* [Aim]: Reproduce the part of the bandit algorithms project description starting with "Pulling each arm" and going on through "parameters within $(0,1)$.".

* [Passage shown]:
::::::
# Project: Performance Evaluation of Bandit Algorithms

- In this project, you will implement several classical bandit algorithms, evluate their performance via numerical comparison and finally gain inspiring intuition.

## Part I: Classical Bandit Algorithms

We consider a time-slotted bandit system ($t=1,2,\ldots$) with three arms.
We denote the arm set as $\{1,2,3\}$.
Pulling each arm $j$ ($ j \in \{1,2,3\}$) will obtain a random reward $r_{j}$, which follows a Bernoulli distribution with mean $\theta_{j}$, *i.e.*, Bern($\theta_{j}$).
Specifically,

\begin{equation*}
	\begin{aligned}
		r_{j} = 
		\begin{cases}
			1, & w.p.\ \theta_{j}, \\
			0, & w.p.\ 1-\theta_{j},			
		\end{cases}
	\end{aligned}
\end{equation*}
where $\theta_{j}, j \in\{1,2,3\}$ are parameters within $(0,1)$.
  
Now we run this bandit system for $N$ ($N \gg 3$) time slots.
::::::
* [Given information]:
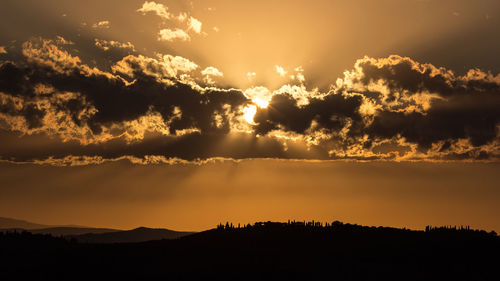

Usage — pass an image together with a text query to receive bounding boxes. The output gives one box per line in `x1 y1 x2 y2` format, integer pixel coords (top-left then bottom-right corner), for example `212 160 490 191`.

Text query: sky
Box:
0 0 500 231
::::::
* [Result below]:
Pulling each arm $j$ ($ j \in \{1,2,3\}$) will obtain a random reward $r_{j}$, which follows a Bernoulli distribution with mean $\theta_{j}$, *i.e.*, Bern($\theta_{j}$).
Specifically,

\begin{equation*}
	\begin{aligned}
		r_{j} = 
		\begin{cases}
			1, & w.p.\ \theta_{j}, \\
			0, & w.p.\ 1-\theta_{j},			
		\end{cases}
	\end{aligned}
\end{equation*}
where $\theta_{j}, j \in\{1,2,3\}$ are parameters within $(0,1)$.